The clumpiness of molecular clouds: HCO+ (3--2) survey near Herbig-Haro objects
W. Whyatt, J. M. Girart, S. Viti, R. Estalella, D. A. Williams

TL;DR
This study surveys HCO+ emissions near Herbig-Haro objects to quantify the clumpiness of molecular clouds, revealing high heterogeneity and a significant presence of dense gas clumps unaffected by shocks.
Contribution
It introduces a method using HCO+ emission as an indicator to measure molecular cloud clumpiness around HH objects, providing new insights into cloud heterogeneity.
Findings
Half of the HH objects have detectable HCO+ clumps.
All H13CO+ searches indicate widespread clumpiness.
Clumps are dense, narrow-lined, and unaffected by shocks.

Goal of the exercise: Decide whether each statement below agrees with the survey summary above, answering yes or no and quoting the words of the summary that settle it. 1. Every Herbig-Haro object in the survey has detectable HCO+ clumps. 2. The H13CO+ searches point to widespread clumpiness. 3. The clumps were found to be affected by shocks.

Information shown:
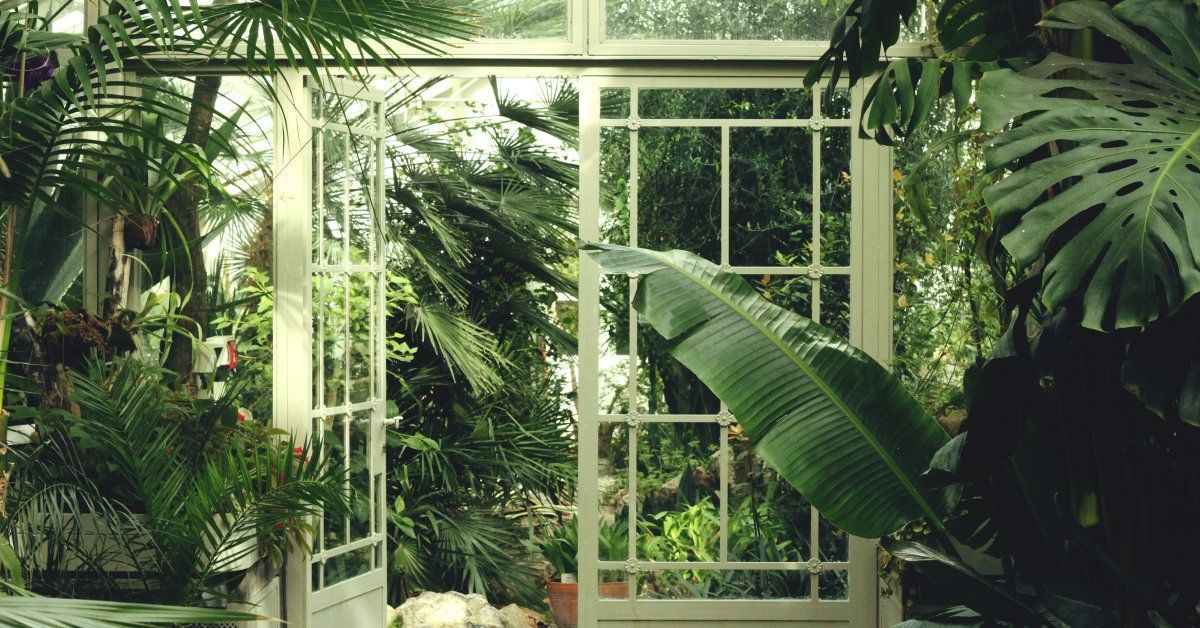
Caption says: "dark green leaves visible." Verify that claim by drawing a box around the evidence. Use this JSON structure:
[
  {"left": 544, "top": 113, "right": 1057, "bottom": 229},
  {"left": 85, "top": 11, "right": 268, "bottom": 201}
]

Reply to the exercise:
1. No: "Half of the HH objects have detectable HCO+ clumps."
2. Yes: "All H13CO+ searches indicate widespread clumpiness."
3. No: "Clumps are dense, narrow-lined, and unaffected by shocks."